%%

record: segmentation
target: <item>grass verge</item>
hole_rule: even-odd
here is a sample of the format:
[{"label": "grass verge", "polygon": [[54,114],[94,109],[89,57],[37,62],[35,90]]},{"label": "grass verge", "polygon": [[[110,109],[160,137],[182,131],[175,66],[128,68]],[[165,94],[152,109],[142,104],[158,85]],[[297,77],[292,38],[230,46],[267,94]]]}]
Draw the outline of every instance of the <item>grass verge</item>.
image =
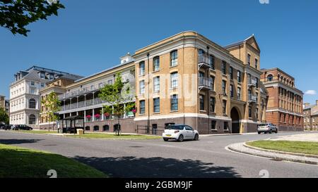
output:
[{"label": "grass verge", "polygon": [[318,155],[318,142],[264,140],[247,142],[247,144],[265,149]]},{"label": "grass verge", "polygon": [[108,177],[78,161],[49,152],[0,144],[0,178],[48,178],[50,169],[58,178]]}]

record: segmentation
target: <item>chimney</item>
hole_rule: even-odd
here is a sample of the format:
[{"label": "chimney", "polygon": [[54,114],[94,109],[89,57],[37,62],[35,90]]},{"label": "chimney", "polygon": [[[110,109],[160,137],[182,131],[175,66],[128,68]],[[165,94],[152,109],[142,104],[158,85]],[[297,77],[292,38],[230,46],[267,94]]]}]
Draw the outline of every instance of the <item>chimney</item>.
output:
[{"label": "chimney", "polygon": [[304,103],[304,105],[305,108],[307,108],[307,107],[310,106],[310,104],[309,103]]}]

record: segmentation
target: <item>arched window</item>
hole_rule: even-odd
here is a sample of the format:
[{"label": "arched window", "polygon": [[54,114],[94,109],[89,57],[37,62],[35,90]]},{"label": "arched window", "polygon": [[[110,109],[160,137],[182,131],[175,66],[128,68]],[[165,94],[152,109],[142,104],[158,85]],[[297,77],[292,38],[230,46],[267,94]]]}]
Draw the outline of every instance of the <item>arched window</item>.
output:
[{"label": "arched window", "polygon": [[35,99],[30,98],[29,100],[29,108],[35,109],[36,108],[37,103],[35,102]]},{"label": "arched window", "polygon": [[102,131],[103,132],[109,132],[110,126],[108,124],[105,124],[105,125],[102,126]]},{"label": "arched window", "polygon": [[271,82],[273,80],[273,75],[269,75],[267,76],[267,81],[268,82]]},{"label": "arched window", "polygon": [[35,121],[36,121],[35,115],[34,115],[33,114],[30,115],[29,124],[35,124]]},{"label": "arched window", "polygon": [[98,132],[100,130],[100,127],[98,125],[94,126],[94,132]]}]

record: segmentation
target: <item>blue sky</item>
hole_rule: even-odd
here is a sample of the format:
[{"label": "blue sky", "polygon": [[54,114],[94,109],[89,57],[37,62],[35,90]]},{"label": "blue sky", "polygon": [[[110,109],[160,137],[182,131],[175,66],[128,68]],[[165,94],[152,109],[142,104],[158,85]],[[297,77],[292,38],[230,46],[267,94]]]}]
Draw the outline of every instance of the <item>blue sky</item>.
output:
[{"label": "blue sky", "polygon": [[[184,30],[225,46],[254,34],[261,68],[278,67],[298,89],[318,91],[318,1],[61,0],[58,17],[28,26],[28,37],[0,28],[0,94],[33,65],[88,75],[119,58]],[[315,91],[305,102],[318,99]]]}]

%%
%%

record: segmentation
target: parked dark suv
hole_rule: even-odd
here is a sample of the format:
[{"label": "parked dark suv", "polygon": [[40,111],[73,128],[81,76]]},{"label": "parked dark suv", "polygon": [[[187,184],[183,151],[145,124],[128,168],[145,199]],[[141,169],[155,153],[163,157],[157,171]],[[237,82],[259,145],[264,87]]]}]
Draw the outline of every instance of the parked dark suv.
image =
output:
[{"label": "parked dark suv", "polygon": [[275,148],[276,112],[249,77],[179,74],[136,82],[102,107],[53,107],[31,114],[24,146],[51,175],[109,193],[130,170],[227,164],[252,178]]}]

%%
%%

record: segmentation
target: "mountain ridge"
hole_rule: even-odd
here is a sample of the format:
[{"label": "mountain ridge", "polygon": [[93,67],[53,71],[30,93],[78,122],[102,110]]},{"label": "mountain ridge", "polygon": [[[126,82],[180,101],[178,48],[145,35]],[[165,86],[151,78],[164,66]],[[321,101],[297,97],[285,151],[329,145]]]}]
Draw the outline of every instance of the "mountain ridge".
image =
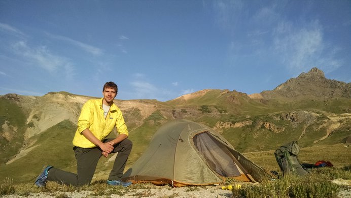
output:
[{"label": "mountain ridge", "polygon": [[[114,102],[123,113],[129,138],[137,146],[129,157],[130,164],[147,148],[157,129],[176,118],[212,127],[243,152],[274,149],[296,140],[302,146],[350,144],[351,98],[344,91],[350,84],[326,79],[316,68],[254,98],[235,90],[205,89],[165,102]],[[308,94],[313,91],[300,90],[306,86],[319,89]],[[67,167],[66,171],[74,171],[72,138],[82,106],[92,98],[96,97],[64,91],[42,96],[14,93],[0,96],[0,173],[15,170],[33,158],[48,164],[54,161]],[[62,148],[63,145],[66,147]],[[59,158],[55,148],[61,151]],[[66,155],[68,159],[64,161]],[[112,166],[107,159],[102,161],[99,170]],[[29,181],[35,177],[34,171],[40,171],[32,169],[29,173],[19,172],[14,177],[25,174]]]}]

%%

Please identify every line of the records that holds the word "target", and copy each such line; case counts.

target: <item>grass verge</item>
target: <item>chimney</item>
target: <item>arched window</item>
target: <item>blue sky</item>
target: parked dark suv
target: "mountain ridge"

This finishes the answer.